**Reading passage:**
# # # # # # #
On the Duke of Devonshire's property at Lismore, ejectments, with their attendant cruelties, are unknown. I am sorry I cannot say so much for many other landlords. 'I am deucedly fatigued this morning,' said an attorney, upon whom a lady called one Monday morning: 'Yesterday we had some tough work; thirty-eight ejectments to put into effect, and a world of trouble they cost us; so tenacious were some of the people, that we had to pull down the roofs about their ears.'
Marriages, in the south-western district, are contracted at an earlier age than in any part that I had ever visited. Fourteen and thirteen are common ages for the marriage of girls ; fifteen is not considered at all an early age ; and there are instances of their having been contracted at so early an age as twelve. I am far from saying that these early marriages are universally encouraged by the Catholic priesthood for the sake of the fees; it is, however, frequently the case.
# # # # # # #
**Stated goal 1:** Please return the passage on ejectments and early marriages word for word, in full.
**Stated goal 2:** Output the entries below as a two-column CSV with the columns entry_text and answer, one row per entry, each field quoted and with line breaks replaced by spaces. Begin at the line that has "# test: pointer returns one pin per instance of the palm", stop after the line that has "(1301, 594)", and include only those entries.
# # # # # # #
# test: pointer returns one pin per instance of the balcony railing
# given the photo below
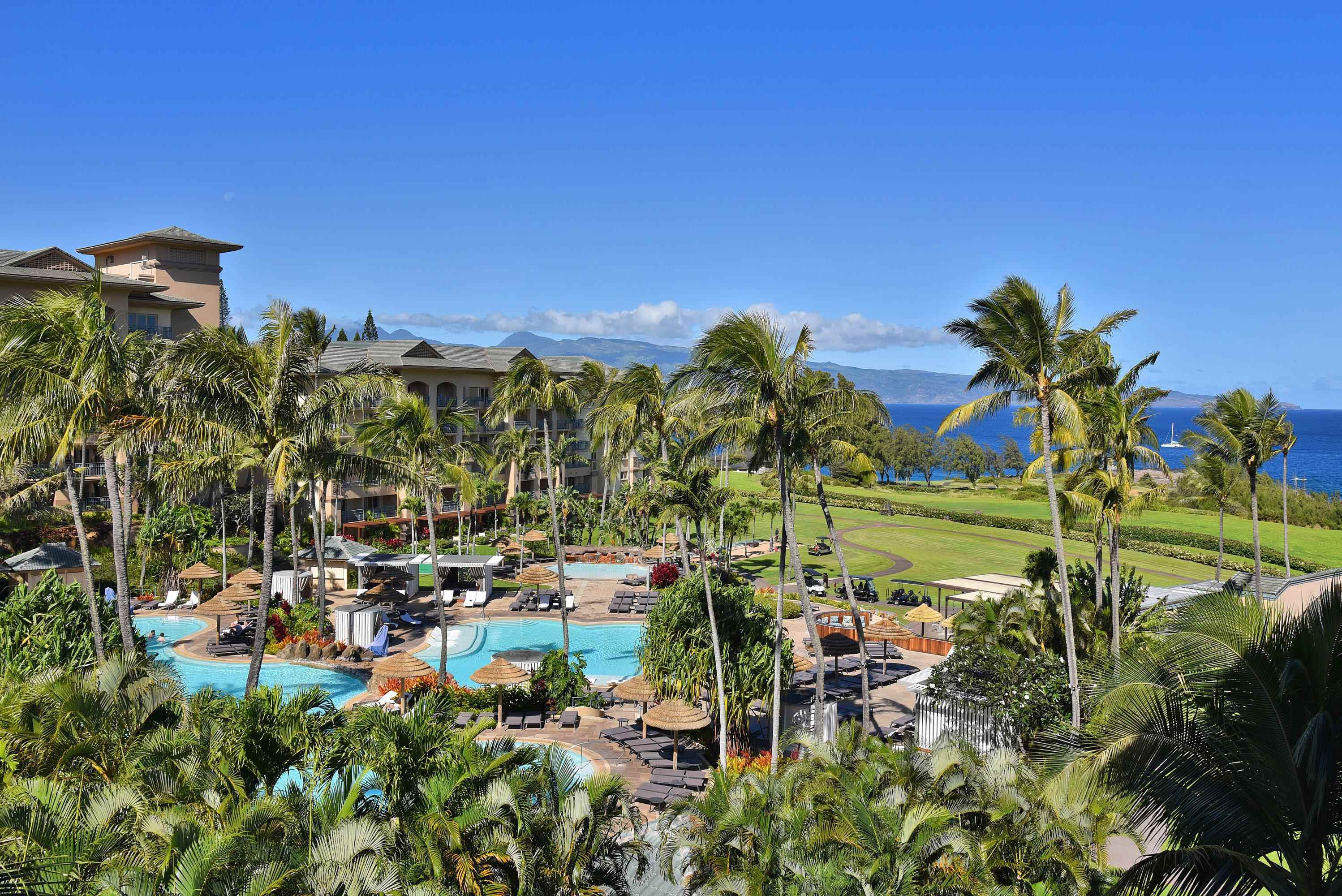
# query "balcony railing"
(360, 516)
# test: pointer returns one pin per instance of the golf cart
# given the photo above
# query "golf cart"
(818, 581)
(865, 588)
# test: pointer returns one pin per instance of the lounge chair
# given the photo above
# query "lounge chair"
(379, 644)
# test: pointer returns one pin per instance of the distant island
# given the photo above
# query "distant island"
(905, 387)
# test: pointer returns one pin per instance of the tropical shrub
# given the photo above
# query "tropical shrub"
(1024, 694)
(677, 651)
(663, 574)
(47, 625)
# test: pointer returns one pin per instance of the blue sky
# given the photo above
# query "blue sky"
(628, 169)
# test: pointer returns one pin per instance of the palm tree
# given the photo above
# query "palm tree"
(530, 383)
(1037, 356)
(1287, 442)
(749, 375)
(1240, 430)
(827, 419)
(692, 489)
(1216, 736)
(65, 376)
(250, 405)
(639, 403)
(1215, 482)
(406, 435)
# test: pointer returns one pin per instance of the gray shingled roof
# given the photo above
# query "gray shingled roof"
(339, 548)
(168, 234)
(43, 557)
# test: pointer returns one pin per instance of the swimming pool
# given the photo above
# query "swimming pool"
(231, 678)
(611, 651)
(602, 570)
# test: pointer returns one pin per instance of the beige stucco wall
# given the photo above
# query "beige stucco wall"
(1301, 594)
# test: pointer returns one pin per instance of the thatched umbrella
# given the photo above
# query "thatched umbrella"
(837, 646)
(500, 672)
(403, 666)
(924, 613)
(247, 576)
(384, 589)
(537, 576)
(199, 570)
(238, 593)
(677, 717)
(886, 631)
(641, 691)
(219, 607)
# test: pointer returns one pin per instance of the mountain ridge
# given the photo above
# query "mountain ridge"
(897, 387)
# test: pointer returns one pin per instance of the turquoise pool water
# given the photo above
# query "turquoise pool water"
(611, 651)
(231, 678)
(602, 570)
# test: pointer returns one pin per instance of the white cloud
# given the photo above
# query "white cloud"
(670, 321)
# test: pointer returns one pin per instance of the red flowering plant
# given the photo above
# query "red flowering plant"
(663, 574)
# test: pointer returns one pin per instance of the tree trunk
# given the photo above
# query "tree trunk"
(146, 514)
(1220, 543)
(119, 555)
(1100, 560)
(778, 643)
(559, 540)
(251, 514)
(1069, 629)
(127, 517)
(717, 659)
(847, 586)
(809, 613)
(438, 593)
(1116, 582)
(267, 582)
(1258, 547)
(320, 556)
(293, 536)
(95, 609)
(680, 524)
(1286, 522)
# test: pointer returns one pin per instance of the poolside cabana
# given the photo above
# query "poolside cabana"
(337, 556)
(985, 584)
(357, 621)
(52, 557)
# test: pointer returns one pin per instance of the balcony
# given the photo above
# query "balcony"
(360, 516)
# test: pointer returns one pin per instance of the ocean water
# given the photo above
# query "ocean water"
(1317, 458)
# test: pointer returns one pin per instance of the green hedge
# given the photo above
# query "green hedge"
(1152, 540)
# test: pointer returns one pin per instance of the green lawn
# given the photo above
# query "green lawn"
(941, 549)
(1318, 545)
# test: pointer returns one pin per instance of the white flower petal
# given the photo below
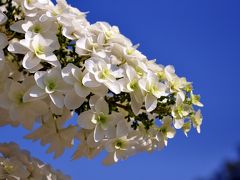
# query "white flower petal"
(122, 129)
(81, 90)
(178, 123)
(150, 102)
(30, 60)
(72, 100)
(98, 133)
(101, 106)
(85, 120)
(57, 99)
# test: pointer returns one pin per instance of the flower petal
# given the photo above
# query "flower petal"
(150, 102)
(85, 120)
(72, 100)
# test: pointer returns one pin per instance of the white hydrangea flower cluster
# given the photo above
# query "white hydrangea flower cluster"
(16, 164)
(54, 64)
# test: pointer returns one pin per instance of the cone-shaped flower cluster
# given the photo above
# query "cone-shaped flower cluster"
(16, 164)
(54, 64)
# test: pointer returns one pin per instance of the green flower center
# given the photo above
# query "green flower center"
(51, 86)
(36, 29)
(39, 50)
(105, 73)
(102, 119)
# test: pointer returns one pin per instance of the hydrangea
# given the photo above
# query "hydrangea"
(55, 65)
(18, 164)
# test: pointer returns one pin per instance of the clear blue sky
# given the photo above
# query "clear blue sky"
(201, 38)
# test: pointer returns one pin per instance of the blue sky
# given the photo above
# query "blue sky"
(202, 40)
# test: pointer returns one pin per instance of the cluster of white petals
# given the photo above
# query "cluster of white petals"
(16, 164)
(55, 65)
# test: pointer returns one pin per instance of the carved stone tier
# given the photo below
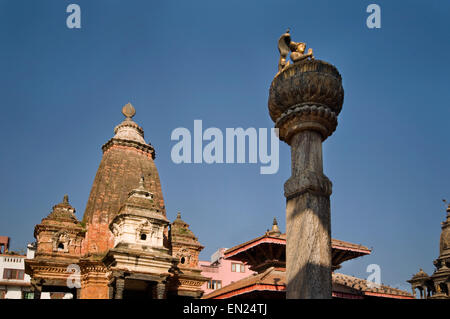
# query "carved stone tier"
(306, 96)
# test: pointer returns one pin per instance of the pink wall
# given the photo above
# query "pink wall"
(220, 269)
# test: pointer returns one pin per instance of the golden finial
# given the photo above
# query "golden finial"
(128, 110)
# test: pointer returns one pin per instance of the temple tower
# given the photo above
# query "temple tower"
(139, 262)
(59, 239)
(185, 247)
(436, 286)
(304, 101)
(126, 157)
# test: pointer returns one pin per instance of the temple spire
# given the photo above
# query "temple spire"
(275, 231)
(129, 111)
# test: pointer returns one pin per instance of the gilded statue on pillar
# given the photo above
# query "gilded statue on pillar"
(297, 49)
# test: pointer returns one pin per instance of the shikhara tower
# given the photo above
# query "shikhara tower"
(126, 158)
(122, 247)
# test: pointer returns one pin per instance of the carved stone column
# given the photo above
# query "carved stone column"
(160, 290)
(120, 285)
(305, 99)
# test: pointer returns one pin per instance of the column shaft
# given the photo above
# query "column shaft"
(308, 229)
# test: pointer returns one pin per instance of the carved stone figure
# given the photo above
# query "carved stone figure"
(305, 99)
(297, 49)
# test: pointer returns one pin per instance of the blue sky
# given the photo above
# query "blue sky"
(176, 61)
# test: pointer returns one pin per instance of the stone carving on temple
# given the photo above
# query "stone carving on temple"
(436, 286)
(122, 246)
# # # # # # #
**Task solution 1:**
On the Duke of Devonshire's property at Lismore, ejectments, with their attendant cruelties, are unknown. I am sorry I cannot say so much for many other landlords. 'I am deucedly fatigued this morning,' said an attorney, upon whom a lady called one Monday morning: 'Yesterday we had some tough work; thirty-eight ejectments to put into effect, and a world of trouble they cost us; so tenacious were some of the people, that we had to pull down the roofs about their ears.'
Marriages, in the south-western district, are contracted at an earlier age than in any part that I had ever visited. Fourteen and thirteen are common ages for the marriage of girls ; fifteen is not considered at all an early age ; and there are instances of their having been contracted at so early an age as twelve. I am far from saying that these early marriages are universally encouraged by the Catholic priesthood for the sake of the fees; it is, however, frequently the case.

**Task solution 2:**
entry_text,answer
"# test: pointer returns one pin per instance of the palm tree # given the photo above # query ""palm tree""","(530, 383) (1037, 356) (1287, 442) (749, 375) (1240, 430) (827, 419) (692, 489) (1216, 736) (65, 376) (250, 405) (639, 403) (1215, 482) (406, 435)"
"# test: pointer returns one pin per instance of the gray shingled roof # given the photo above # query ""gray shingled roof""","(339, 548) (168, 234) (43, 557)"
"# test: pointer returns one pin per instance of the swimming pool # given the photo above # query ""swimming pool""","(231, 678) (611, 651) (602, 570)"
"# test: pointer returns one pin per instance of the beige stucco wall # given the photo above # query ""beige stucco wall""","(1301, 594)"